For instance, the movie has Hector kill Menelaus. How can that be? Menelaus survives the war and is an important part of the Odyssey. (By the way, where did they get these name pronunciations? It's "men-e-LAY-us", and it doesn't rhyme with mouse. It's Pr-eye-am, not Pree-am. Sheesh. Oh well, the spelling and pronunciation of Greek words and names is an on going debate.)

One of the popular things to do is to say that Achilles and Patroclus were homosexual lovers. This is also bunk, even if it is very, very old bunk. This nonsense started about three hundred years after the story was written, but there is no basis for this claim in the Homeric version of the story and no reason for it. I'm so glad that this Brad Pitt version of Achilles wasn't made into a bisexual. I suspect this has less to do with a desire for keeping to the story, and more to do with the image that Brad Pitt wishes to project as an actor.

There were also numerous other pointless errors, like one time they referred to the "port of Sparta." Since Sparta was located in the middle of the mountains of the Peloponnesian peninsula, that's a rather strange term to use. Why did they do that? What was the point?

Here's the gist of my complaint with the movie. This Iliad is a long, complex story with many themes, but just as the Odyssey can be distilled down to a story about the obligation of hosts to guests and guests to hosts, so the Iliad can be distilled down to a story about the honor and rage of Achilles.

Many of the details that were changed in this movie so distort this theme that I wonder if anyone literate even lives in Hollywood. Just like when the writers of The Lord of the Rings movies were weakest when they deigned to add to the story with their pathetically weak understanding of Tolkein's themes, so the writers of Troy failed when they deigned to dither with the greatest story told in 2800 years.

The story goes like this: Achilles was one of several kings of the Greeks recruited by Agamemnon to fight in the war against Priam, king of Troy, who was not Greek. During the first nine years of the war, Achilles' army of the Myrmidons (which was the largest contingent among the Greeks, not a platoon of fifty as shown in the movie) sacked Lyrnessus and captured Briseis and gave her as a reward to Achilles. Back then it was considered a good thing to sack cities.

Briseis, although a prisoner initially, became Achilles' consort and loved him deeply. This was no frivolous one night stand under duress as portrayed in the movie. When Agamemnon took her, Achilles response was to refuse to allow his army to fight with the Greeks anymore. While they were preparing to leave Troy, the Greeks were attacked and pushed back to their ships by the Trojans.

* * *

TASK TO CARRY OUT
Carry on the review of the movie Troy, starting after its last sentence. The material below comes from a separate source and has no connection to the review of Troy above.

DATASET EXCERPT
* * *

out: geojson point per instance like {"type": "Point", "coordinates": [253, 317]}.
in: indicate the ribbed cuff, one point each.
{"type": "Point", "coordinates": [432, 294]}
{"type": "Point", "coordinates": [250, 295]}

* * *

RESPONSE FOR THIS EXERCISE
Missing from the movie is the extraordinary offer made by Agamemnon through the embassy of Ajax and Odysseus. Here is the amazing offer made (feel free to skip to the last few lines):

Here
before you all, I'll name in full the splendid gifts I offer.
Seven tripods never touched by fire, ten bars of gold,
twenty burnished cauldrons, a dozen massive stallions,
racers who earned me trophies with their speed.
He is no poor man who owns what they have won,
not strapped for goods with all that lovely gold –
what trophies those high-strung horses carried off for me!
Seven women I'll give him, flawless, skilled in crafts,
women of Lesbos – the ones I chose, my privilege,
that day he captured the Lesbos citadel himself:
they outclassed the tribes of women in their beauty.
These I will give, and along with them will go
the one I took away at first, Briseus' daughter [Briseis is the daughter of Briseus]
and I will swear a solemn, binding oath in the bargain:
I never mounted her bed, never once made love with her –
the natural thing for mankind, men and women joined.
Now all these gifts will be handed him at once.
But if, later, the gods allow us to plunder
the great city of Priam, let him enter in
when we share the spoils, load the holds of his ship
with gold and bronze – as much as his heart desires –
and choose for his pleasure twenty Trojan women
second only to Argive Helen in their glory.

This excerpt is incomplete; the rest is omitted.